WHAT IS BEING ASKED
Please show every line below that contains the word "sedan".

(Stored items)
____

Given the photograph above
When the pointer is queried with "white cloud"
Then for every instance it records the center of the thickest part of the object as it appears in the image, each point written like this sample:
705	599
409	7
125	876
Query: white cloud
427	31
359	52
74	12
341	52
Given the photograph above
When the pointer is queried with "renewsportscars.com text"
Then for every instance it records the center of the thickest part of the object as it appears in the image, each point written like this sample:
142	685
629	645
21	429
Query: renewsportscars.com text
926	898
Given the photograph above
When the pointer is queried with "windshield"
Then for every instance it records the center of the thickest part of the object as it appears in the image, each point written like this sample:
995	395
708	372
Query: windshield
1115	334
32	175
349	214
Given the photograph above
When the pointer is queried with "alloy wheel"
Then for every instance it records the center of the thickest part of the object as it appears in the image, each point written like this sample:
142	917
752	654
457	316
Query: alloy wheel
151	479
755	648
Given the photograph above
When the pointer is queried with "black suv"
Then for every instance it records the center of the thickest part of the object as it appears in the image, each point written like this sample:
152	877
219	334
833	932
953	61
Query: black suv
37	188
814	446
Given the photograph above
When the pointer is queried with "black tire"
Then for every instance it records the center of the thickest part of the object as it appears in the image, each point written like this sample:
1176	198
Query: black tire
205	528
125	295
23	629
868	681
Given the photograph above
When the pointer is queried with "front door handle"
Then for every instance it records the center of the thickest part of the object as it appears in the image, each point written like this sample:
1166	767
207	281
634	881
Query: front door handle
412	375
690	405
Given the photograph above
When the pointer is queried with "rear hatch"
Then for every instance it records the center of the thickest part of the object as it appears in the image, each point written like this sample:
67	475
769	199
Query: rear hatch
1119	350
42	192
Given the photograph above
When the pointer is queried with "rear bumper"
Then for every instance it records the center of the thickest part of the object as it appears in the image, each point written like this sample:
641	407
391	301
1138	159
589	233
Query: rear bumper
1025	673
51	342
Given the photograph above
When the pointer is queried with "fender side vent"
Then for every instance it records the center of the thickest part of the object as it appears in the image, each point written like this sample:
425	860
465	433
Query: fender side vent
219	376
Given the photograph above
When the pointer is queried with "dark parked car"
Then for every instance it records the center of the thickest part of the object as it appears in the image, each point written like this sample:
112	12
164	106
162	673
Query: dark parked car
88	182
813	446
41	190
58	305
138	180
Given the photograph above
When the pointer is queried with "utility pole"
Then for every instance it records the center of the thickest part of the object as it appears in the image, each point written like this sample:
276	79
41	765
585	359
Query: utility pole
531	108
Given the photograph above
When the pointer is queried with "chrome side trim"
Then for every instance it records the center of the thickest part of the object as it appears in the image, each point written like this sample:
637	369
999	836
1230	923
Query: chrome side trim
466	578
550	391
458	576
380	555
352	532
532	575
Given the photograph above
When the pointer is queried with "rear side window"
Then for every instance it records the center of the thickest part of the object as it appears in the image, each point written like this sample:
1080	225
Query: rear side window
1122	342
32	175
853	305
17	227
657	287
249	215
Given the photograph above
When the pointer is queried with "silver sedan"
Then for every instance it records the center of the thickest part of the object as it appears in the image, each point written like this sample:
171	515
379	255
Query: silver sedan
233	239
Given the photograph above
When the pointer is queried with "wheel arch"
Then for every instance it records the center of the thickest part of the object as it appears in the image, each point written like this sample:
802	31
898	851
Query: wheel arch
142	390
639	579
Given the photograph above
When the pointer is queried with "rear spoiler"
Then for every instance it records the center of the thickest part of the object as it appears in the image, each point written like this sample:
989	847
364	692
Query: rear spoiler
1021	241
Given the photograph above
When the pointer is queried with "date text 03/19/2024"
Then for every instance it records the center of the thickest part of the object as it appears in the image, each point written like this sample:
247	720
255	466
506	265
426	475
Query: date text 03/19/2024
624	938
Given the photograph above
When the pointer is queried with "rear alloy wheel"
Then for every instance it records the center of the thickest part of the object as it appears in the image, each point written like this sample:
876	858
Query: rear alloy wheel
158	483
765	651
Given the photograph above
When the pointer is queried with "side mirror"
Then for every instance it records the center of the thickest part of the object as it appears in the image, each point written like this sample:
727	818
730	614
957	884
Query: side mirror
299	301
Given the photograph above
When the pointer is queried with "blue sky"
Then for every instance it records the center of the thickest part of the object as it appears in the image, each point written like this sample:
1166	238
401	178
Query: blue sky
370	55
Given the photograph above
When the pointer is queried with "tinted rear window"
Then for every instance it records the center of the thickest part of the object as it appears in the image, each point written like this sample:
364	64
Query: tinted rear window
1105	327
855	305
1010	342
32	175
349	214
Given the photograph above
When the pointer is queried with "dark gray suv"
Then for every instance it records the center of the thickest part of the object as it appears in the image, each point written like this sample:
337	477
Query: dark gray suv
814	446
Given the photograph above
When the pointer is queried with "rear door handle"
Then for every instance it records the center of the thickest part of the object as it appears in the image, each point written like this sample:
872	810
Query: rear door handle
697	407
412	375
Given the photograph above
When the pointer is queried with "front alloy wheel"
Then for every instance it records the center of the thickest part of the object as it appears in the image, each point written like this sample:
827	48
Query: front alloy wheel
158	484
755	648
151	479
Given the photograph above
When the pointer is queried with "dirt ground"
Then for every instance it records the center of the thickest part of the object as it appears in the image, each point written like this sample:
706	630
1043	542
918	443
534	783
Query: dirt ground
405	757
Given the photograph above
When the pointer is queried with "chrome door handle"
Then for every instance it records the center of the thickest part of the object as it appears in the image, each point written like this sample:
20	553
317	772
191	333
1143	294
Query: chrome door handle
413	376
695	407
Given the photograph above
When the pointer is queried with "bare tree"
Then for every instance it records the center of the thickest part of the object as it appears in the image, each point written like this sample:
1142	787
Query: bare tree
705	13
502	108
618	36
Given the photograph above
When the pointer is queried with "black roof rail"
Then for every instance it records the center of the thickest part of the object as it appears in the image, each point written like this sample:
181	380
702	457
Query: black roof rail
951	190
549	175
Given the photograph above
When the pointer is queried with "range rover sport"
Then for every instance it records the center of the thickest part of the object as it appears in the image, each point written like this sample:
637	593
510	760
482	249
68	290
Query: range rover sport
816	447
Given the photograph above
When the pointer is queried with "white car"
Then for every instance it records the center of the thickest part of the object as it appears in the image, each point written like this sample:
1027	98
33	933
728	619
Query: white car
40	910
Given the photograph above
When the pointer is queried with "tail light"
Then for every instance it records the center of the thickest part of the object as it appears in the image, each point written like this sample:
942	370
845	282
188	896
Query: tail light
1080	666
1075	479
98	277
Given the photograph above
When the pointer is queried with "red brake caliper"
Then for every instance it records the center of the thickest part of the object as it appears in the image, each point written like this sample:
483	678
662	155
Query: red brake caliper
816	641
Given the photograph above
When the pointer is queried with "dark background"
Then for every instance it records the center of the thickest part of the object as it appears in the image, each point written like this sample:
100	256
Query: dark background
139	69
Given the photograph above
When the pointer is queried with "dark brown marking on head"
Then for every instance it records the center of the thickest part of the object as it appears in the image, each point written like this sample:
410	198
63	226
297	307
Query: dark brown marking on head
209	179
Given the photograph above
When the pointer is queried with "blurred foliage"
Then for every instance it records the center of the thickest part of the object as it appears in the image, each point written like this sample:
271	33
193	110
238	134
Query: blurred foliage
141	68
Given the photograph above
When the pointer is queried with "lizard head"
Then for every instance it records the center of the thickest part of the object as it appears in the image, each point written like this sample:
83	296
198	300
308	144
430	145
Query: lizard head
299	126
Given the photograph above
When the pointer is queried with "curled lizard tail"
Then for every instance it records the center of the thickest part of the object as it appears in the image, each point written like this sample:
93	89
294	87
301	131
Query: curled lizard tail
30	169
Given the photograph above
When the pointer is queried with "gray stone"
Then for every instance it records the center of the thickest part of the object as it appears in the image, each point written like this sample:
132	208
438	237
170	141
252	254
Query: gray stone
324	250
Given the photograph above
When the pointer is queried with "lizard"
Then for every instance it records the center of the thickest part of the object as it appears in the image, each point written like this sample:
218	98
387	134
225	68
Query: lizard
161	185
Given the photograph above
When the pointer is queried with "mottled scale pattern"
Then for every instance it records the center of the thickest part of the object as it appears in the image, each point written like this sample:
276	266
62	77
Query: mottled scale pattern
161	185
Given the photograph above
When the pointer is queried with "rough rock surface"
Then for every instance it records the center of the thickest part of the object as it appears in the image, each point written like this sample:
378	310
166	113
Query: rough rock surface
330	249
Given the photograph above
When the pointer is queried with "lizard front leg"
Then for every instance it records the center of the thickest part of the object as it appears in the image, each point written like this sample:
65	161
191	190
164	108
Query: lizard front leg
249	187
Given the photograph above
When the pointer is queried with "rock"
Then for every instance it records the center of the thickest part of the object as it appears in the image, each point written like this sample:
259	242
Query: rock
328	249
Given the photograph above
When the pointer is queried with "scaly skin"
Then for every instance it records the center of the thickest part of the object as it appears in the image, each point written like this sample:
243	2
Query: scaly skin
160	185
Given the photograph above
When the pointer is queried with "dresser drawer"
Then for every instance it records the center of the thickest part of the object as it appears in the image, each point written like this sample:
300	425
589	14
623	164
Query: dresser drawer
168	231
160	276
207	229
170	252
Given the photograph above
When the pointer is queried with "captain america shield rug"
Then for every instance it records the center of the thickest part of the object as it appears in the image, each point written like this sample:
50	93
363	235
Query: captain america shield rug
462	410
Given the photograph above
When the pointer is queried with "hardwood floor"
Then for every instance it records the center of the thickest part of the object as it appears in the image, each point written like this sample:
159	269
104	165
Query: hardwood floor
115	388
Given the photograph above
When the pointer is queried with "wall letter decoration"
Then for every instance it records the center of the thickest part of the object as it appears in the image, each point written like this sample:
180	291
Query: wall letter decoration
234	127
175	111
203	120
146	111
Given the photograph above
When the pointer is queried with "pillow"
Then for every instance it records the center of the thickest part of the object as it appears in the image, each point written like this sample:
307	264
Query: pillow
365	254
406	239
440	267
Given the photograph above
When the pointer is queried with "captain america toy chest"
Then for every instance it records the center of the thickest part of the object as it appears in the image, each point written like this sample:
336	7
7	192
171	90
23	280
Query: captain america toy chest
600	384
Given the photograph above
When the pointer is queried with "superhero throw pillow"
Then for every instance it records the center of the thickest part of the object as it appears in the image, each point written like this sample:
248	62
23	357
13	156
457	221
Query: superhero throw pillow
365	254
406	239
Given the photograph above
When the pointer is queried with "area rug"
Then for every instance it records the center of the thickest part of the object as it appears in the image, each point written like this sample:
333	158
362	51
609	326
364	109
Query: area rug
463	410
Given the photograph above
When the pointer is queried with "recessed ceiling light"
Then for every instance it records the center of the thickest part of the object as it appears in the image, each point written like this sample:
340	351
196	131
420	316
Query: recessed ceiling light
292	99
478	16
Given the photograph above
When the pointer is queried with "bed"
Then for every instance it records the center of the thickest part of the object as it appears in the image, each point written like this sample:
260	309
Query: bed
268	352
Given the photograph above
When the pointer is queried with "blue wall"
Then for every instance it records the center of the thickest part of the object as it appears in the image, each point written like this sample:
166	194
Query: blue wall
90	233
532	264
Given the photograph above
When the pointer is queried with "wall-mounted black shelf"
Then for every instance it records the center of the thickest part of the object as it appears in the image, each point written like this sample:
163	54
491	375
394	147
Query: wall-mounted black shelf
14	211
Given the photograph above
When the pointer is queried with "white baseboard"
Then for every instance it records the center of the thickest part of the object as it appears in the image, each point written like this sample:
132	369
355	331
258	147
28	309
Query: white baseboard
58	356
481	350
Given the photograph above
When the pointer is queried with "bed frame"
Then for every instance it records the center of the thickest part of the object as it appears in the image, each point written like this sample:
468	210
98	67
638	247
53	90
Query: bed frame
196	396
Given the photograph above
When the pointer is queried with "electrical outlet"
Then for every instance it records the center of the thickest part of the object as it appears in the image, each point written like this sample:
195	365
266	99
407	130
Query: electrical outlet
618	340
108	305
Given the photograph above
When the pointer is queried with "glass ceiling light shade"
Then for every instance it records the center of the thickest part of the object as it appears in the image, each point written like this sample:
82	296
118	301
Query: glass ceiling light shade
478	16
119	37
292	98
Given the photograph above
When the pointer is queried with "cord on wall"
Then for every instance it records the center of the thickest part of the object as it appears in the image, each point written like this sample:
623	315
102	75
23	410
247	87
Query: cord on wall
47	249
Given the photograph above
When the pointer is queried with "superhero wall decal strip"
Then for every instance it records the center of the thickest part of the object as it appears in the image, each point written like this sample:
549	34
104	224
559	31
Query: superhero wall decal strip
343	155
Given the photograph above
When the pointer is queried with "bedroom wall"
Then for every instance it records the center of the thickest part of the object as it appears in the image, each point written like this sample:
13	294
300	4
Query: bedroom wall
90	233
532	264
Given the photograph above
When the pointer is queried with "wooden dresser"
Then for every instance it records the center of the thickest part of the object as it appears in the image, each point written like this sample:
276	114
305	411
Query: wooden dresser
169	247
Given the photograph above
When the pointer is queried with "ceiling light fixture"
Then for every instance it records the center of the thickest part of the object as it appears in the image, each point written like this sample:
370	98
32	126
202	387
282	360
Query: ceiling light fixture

____

SOLUTION FOR THIS PROBLEM
When the pointer is queried with "silver sedan"
Query: silver sedan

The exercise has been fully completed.